• Page extract:
Human content moderators also review the training data to weed out objectionable or harmful content, known intellectual property, and images of known people, and the company has licenses for everything its products train on.
Adobe’s strategy has been to integrate generative AI tools into its existing products, says Greenfield. In Photoshop, for example, Firefly users can fill in areas of an image using text commands. This allows them much more control over the creative process, and it aids their creativity.
Still, more work needs to be done. The company wants to make Firefly even faster. Currently it takes around 10 seconds for the company’s content moderation algorithms to check the outputs of the model, for example, Greenfield says. Adobe is also trying to figure out how some business customers could generate copyrighted content, such as Marvel characters or Mickey Mouse. Adobe has teamed up with companies such as IBM, Mattel, NVIDIA and NASCAR, which allows these companies to use the tool with their intellectual property. It is also working on audio, lip synching tools and 3D generation.
Garbage in, garbage out
The decision to not scrape the internet also gives Adobe an edge in content moderation. Generative AI is notoriously difficult to control, and developers themselves don’t know why the models generate the images and texts they do. Generative AI models have put out questionable and toxic content in numerous cases.
That all comes down to what it has been trained on, Greenfield says. He says Adobe’s model has never seen a picture of Joe Biden or Donald Trump, for example, and it cannot be coaxed into generating political misinformation. The AI model’s training data has no news content or famous people. It has not been trained on any copyrighted material, such as images of Mickey Mouse.
“It just doesn’t understand what that concept is,” says Greenfield.
Adobe also applies automated content moderation at the point of creation to check that Firefly’s creations are safe for professional use. The model is prohibited from creating news stories or violent images. Some names of artists are also blocked. Firefly-generated content comes with labels that indicate it has been created using AI, and the image’s edit history.

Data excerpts
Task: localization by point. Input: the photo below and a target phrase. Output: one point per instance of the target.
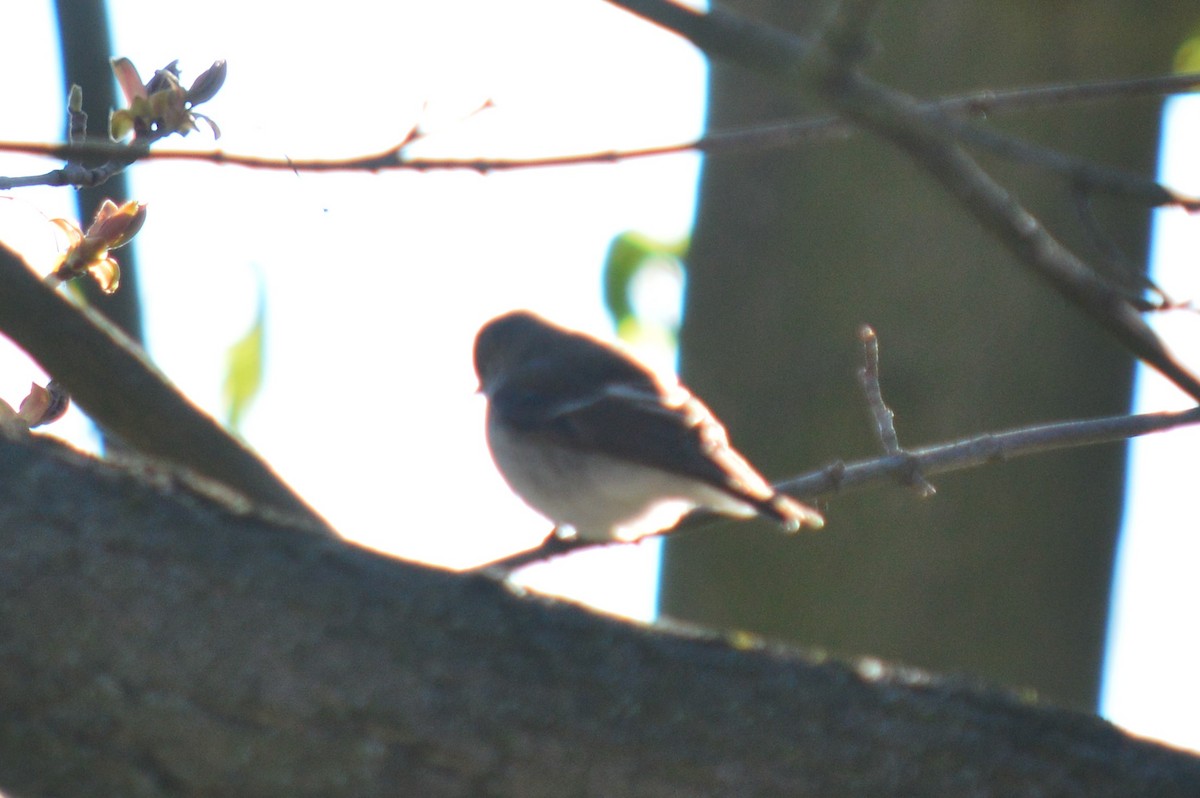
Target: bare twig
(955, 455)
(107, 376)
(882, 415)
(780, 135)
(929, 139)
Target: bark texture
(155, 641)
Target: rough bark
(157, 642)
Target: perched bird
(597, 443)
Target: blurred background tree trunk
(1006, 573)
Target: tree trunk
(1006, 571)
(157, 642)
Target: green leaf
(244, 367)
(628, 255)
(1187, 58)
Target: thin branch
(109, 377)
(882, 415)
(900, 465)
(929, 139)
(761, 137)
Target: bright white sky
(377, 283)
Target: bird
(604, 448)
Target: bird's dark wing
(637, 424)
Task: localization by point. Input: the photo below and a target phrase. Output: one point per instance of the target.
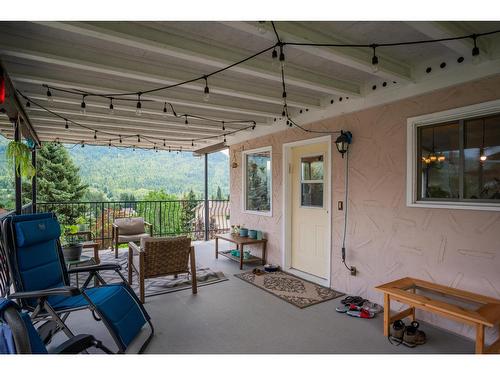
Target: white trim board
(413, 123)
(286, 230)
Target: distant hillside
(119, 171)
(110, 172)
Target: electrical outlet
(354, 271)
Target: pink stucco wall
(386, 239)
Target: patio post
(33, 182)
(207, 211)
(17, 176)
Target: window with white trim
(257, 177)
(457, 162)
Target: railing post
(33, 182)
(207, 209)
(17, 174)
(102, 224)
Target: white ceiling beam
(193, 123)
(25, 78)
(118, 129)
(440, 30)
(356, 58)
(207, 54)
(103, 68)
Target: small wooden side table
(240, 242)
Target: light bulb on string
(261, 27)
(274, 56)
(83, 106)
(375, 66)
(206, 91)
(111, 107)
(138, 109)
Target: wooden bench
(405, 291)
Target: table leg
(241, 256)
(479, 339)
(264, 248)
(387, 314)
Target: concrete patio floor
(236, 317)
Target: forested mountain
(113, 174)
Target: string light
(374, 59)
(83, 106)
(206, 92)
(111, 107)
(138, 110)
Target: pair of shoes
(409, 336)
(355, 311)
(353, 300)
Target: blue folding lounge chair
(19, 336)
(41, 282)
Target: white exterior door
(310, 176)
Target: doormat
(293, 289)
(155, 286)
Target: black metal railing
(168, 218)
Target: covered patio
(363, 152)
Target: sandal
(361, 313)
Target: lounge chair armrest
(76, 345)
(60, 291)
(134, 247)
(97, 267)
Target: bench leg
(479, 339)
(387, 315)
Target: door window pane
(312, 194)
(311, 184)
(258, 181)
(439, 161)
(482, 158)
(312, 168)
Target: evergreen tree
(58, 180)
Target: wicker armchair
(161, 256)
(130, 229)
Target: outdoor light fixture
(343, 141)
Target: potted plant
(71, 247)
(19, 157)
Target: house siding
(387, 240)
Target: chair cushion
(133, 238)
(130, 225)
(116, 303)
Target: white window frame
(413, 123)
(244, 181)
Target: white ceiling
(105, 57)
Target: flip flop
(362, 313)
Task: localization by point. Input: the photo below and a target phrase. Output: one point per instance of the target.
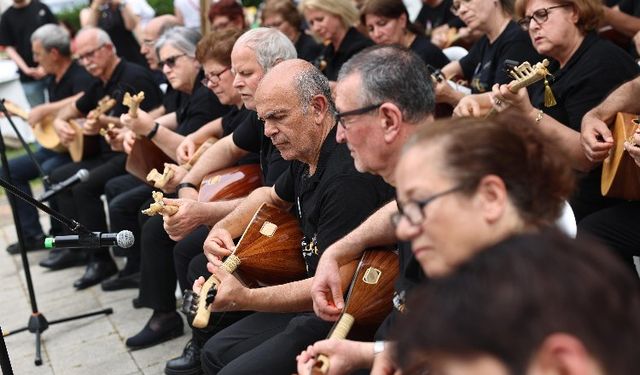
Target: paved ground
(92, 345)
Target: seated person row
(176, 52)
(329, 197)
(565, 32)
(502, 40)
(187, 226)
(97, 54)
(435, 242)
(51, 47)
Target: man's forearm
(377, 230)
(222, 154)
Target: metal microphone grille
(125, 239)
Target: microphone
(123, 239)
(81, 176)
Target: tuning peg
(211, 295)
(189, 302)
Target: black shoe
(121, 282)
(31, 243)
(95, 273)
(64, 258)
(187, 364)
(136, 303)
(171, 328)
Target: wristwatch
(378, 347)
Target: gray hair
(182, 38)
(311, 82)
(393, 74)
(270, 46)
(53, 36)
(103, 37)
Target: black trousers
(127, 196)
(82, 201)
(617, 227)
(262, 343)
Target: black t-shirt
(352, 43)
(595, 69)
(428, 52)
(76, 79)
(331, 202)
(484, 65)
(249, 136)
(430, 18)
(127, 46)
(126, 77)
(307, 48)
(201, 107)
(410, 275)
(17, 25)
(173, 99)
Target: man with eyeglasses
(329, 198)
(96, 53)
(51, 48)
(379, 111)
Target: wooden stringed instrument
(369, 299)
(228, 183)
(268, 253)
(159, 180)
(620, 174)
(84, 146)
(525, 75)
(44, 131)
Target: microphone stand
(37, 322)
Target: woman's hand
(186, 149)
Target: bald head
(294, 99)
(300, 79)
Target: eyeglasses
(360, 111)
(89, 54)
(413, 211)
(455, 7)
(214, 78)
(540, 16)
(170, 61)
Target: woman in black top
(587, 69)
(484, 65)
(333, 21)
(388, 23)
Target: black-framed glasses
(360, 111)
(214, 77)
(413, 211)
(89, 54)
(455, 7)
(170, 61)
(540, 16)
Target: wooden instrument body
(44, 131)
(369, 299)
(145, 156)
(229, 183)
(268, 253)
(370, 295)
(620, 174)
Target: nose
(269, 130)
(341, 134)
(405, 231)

==

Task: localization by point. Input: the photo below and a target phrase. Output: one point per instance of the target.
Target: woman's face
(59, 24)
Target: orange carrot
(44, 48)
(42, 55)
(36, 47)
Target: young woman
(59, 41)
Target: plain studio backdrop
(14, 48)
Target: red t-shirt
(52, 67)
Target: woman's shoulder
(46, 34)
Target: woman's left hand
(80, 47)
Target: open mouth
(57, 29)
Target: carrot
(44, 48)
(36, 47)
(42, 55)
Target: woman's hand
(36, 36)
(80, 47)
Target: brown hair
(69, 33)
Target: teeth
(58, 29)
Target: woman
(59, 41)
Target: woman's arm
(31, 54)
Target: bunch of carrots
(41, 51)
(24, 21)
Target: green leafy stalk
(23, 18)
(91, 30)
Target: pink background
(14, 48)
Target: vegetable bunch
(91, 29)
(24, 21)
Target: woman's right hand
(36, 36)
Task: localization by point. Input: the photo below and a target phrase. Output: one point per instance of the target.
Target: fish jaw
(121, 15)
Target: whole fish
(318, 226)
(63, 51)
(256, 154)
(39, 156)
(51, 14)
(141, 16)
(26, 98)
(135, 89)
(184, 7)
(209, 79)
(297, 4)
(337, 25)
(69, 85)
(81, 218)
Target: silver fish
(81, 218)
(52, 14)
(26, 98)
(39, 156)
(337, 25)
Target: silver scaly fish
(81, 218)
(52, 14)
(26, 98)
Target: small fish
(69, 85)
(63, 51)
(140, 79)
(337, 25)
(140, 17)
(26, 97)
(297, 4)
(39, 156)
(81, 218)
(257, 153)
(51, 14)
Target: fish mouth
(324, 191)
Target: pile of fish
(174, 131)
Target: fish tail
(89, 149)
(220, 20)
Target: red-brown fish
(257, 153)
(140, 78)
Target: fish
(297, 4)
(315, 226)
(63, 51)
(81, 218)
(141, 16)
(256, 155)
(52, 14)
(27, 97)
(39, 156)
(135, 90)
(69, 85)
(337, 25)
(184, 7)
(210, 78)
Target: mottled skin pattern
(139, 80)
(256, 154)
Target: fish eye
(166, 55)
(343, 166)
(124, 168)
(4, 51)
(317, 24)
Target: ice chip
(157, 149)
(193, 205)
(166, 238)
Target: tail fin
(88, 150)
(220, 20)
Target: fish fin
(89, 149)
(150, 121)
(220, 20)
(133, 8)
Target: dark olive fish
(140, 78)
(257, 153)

• Set of tasks:
• 1. Answer these questions from the article on Adobe's Firefly:
(a) How long do the company's content moderation algorithms currently take to check the model's outputs?
(b) Which companies has Adobe teamed up with so that they can use the tool with their intellectual property?
(c) Which two kinds of content is the model prohibited from creating?
• 2. Using the article on Adobe's Firefly, decide whether each statement agrees with it:
(a) Adobe's model has been trained on pictures of Joe Biden.
(b) Photoshop users of Firefly can fill in areas of an image with text commands.
(c) Content generated with Firefly carries labels showing it was created using AI.
• 3. Carry the article on Adobe's Firefly forward from its final sentence.

• Results:
• 1.
(a) Around 10 seconds.
(b) IBM, Mattel, NVIDIA and NASCAR.
(c) News stories and violent images.

• 2.
(a) No: "He says Adobe’s model has never seen a picture of Joe Biden or Donald Trump, for example"
(b) Yes: "In Photoshop, for example, Firefly users can fill in areas of an image using text commands."
(c) Yes: "Firefly-generated content comes with labels that indicate it has been created using AI"

• 3.
During a critical election year, the need to know who made a piece of content, and how, are especially important. Adobe has been a vocal advocate for labels on AI content that tell where it originated, and with whom.
The company started the Content Authenticity Initiative, an association promoting the use of labels which tell you whether content is AI-generated or not, along with the New York Times and Twitter (now X). The initiative now has over 2,500 members. It is also part of developing C2PA, an industry standard label which shows where a piece of content has come from, and how it was created.
“We’re long overdue [for] a better education in media literacy and tools that support people’s ability to validate any content that claims to represent reality,” Greenfield says.
Adobe’s approach highlights the need for AI companies to be thinking deeply about content moderation, says Claire Leibowicz, head of AI and media integrity at the nonprofit Partnership on AI.
Adobe’s approach toward generative AI serves those societal goals by fighting misinformation as well as business goals, such as preserving creator autonomy and attribution, adds Leibowicz.
“The business mission of Adobe is not to prevent misinformation, per se,” she says. “It’s to empower creators. And isn’t this a really elegant confluence of mission and tactics, to be able to kill two birds with one stone?”
Wadhwani agrees. The company says Firefly-powered features are among its most popular, and 90% of Firefly’s web app users are entirely new customers to Adobe.
“I think our approach has definitely been good for business,” Wadhwani says.